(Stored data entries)
————

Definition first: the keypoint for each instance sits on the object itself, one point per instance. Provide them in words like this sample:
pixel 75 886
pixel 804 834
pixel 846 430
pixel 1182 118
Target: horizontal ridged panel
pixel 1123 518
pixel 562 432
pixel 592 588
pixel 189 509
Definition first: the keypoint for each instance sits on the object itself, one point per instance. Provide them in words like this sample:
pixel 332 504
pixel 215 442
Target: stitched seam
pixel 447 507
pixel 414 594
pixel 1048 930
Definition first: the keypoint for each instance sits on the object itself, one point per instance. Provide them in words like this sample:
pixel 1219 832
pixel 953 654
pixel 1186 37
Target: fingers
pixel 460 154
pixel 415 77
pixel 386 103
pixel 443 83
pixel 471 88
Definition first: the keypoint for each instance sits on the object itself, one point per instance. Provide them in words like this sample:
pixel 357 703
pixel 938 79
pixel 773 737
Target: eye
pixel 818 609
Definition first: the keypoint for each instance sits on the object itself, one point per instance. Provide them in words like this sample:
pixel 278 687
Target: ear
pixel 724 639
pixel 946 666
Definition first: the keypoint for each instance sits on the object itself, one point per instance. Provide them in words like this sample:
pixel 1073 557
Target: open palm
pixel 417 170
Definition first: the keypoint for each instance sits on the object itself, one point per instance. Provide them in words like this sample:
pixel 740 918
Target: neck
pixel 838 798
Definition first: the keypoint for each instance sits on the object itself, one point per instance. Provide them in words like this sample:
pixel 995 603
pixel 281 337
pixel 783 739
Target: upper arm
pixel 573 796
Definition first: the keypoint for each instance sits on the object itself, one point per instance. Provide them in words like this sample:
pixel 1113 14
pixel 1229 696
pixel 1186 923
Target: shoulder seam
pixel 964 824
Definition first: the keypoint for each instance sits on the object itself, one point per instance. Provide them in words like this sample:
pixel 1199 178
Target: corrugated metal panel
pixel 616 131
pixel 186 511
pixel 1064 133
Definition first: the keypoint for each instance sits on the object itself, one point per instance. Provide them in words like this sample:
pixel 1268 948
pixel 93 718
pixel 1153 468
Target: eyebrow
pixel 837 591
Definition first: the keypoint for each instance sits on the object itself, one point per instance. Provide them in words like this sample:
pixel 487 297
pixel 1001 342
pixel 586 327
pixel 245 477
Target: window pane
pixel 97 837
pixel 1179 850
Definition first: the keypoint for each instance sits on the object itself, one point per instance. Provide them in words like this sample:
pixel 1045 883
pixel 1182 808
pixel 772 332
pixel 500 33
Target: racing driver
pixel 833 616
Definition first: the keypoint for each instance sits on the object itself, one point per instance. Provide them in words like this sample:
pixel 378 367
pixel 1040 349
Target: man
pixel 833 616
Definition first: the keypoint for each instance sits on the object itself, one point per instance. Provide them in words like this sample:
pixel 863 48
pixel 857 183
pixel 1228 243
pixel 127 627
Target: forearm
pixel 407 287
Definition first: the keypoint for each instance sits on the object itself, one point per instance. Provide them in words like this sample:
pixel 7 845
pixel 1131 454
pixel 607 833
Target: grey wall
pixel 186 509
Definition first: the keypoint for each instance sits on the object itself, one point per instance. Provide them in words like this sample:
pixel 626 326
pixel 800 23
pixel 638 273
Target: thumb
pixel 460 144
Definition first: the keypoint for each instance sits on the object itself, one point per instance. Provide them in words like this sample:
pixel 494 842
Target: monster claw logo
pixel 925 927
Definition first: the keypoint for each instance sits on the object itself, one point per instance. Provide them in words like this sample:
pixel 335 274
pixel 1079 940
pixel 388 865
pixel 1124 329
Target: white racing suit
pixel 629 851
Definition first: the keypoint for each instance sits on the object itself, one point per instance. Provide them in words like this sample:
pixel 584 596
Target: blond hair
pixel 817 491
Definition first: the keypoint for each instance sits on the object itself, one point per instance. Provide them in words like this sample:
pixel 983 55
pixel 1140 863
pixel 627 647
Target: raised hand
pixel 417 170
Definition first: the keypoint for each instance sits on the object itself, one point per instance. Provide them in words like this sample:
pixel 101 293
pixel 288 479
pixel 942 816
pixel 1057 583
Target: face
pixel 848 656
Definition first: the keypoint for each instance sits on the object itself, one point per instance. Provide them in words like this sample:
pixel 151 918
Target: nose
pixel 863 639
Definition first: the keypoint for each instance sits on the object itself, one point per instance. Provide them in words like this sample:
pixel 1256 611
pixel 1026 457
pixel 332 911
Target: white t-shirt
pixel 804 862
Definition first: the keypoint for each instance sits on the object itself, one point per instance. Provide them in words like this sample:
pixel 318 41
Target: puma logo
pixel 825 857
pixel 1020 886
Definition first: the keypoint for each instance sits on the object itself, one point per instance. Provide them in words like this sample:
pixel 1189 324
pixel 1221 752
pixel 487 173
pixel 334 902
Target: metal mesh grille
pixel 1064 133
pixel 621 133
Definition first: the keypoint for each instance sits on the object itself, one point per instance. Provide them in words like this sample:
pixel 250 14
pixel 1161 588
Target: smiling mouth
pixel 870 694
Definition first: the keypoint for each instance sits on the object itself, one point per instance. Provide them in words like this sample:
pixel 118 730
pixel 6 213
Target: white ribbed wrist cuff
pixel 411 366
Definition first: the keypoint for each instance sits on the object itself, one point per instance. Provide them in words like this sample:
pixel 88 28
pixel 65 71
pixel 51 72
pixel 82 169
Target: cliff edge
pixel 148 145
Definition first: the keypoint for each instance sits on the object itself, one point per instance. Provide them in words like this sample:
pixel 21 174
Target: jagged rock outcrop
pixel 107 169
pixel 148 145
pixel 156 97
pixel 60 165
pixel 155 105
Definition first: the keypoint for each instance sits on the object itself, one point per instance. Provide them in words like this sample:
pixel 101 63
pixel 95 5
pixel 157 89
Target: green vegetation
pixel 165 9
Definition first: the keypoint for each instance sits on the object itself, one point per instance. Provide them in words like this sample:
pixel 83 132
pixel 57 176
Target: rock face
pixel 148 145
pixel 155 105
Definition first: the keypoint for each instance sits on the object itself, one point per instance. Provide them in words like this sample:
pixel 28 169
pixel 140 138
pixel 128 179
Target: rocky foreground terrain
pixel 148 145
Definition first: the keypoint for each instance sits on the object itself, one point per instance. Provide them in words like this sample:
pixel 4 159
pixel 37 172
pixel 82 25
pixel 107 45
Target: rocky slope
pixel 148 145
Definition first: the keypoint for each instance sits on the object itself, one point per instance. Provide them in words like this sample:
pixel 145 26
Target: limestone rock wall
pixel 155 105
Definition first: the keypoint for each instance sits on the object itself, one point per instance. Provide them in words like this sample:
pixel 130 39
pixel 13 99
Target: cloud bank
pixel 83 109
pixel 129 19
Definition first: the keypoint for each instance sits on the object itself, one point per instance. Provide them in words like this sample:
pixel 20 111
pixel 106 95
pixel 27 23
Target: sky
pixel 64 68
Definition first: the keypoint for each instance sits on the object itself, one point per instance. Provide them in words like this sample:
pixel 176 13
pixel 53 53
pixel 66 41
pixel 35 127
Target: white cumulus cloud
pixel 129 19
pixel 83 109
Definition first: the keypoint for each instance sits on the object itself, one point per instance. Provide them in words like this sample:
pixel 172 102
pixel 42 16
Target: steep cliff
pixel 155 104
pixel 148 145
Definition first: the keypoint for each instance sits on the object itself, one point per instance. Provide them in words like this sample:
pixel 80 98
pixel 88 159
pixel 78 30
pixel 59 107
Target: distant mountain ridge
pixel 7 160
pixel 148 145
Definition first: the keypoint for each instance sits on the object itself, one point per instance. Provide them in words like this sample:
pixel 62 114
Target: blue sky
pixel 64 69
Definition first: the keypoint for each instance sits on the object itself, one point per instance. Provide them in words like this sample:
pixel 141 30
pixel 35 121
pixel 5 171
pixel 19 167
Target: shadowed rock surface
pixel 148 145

————

Retype exactly the lines from the one containing "pixel 42 16" through the last line of the records above, including both.

* [SOLUTION]
pixel 42 16
Target: steep cliff
pixel 155 104
pixel 148 145
Definition first: the keypoint for each instance sits on the object itself, one point per instance. Provide them in words like this sample:
pixel 80 98
pixel 88 159
pixel 78 30
pixel 59 107
Target: distant mountain ridge
pixel 7 160
pixel 148 145
Definition first: the keypoint for each instance sits on the object itself, one point per instance. Provide them in words like this sample:
pixel 62 114
Target: blue sky
pixel 64 69
Definition first: the keypoint for each instance sits on the object itself, one point per instance. Provide them in words like this sample:
pixel 141 30
pixel 35 121
pixel 5 171
pixel 19 167
Target: shadowed rock surface
pixel 148 145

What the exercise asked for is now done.